§ **GIVEN TASK A**: In the article on Lotte Kopecky's Glasgow win, which event had she won two days before the Points Race?
§ **GIVEN TASK B**: Condense the paragraph beginning "She came into this Worlds" from the article on Lotte Kopecky's Glasgow win into one shorter sentence that keeps its main facts.
§ **GIVEN TASK C**: Write the next paragraph of the article on Lotte Kopecky's Points Race title.

------ EXTRACTED TEXT

Lotte Kopecky captures another world title in Glasgow

Lotte Kopecky of Belgium wins the Points Race world title in Glasgow

Lotte Kopecky of Belgium wins the Points Race world title in Glasgow (Image credit: SWPix)

Lotte Kopecky (Belgium) is enjoying the form of her life, having secured her second world title at the UCI Track World Championships in Glasgow. 

Kopecky stormed to victory in the elite women's Points Race just two days after winning the Elimination Race at the Sir Chris Hoy Velodrome.

"In the end, I just had to focus on Georgia [Baker] because she was six points behind, so as long as I stayed beside her, then it couldn't go wrong, so that's what I did," Kopecky said.

She came into this Worlds fresh off of finishing second overall at the Tour de France Femmes and in prime form, aiming for a total of four world titles in the Elimination Race, Points Race, Omnium and road race in Glasgow.

------------
------ EXCERPTED RECORDS

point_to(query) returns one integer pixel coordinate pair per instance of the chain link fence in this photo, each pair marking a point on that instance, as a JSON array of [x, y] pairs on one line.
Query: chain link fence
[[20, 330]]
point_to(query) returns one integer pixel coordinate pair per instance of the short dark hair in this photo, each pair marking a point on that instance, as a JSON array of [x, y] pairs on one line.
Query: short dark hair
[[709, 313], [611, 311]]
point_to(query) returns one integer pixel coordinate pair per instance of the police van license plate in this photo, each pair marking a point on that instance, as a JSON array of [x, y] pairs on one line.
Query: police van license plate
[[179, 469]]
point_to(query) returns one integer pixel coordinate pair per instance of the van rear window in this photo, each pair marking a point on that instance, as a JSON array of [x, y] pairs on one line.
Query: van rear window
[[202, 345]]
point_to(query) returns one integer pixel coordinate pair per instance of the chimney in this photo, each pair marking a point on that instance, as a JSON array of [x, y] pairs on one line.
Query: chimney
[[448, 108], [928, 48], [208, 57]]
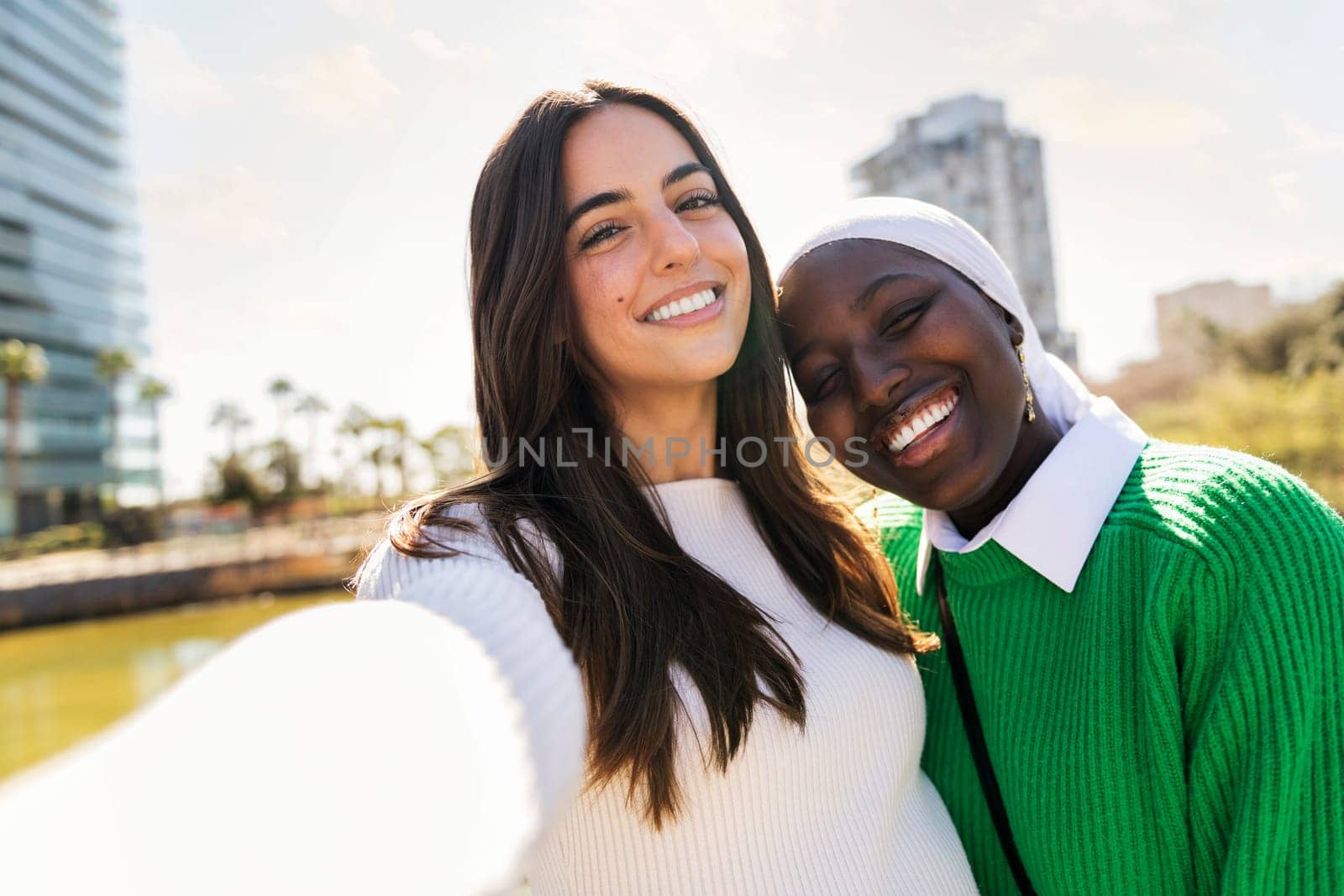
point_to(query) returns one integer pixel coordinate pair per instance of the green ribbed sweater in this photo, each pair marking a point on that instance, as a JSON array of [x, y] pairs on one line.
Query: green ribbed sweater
[[1176, 723]]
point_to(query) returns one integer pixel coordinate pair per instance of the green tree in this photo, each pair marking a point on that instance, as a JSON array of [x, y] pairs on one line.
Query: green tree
[[112, 365], [230, 418], [449, 453], [400, 437], [20, 364], [1300, 342], [154, 392], [312, 407], [281, 391], [284, 468], [356, 422]]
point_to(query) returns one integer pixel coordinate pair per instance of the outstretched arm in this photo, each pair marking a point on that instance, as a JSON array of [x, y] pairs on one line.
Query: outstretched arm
[[385, 746]]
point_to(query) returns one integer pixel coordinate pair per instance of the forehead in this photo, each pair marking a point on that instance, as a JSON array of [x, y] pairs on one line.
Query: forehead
[[620, 147], [840, 270]]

------------

§ **ANSWER A**: The Elimination Race.

§ **ANSWER B**: Kopecky arrived in Glasgow in top form after finishing second overall at the Tour de France Femmes, targeting four world titles: the Elimination Race, Points Race, Omnium and road race.

§ **ANSWER C**:
In the 100-lap Points Race, Kopecky secured a total of 39 points to win the world title ahead of Georgia Baker (Australia) with 31 points and Tsuyaka Uchino (Japan) with 14 points.

Kopecky immediately picked up points in the opening two laps. She then went on to lap the field with Baker and Neah Evans of Great Britain at roughly halfway into the race, however, Evans lost the extra 20 points she earned after losing a lap to the two leaders later in the race.

Kopecky kept an eye on Baker, and went on to collect additional points in the remaining laps to secure the world title ahead of the Australian.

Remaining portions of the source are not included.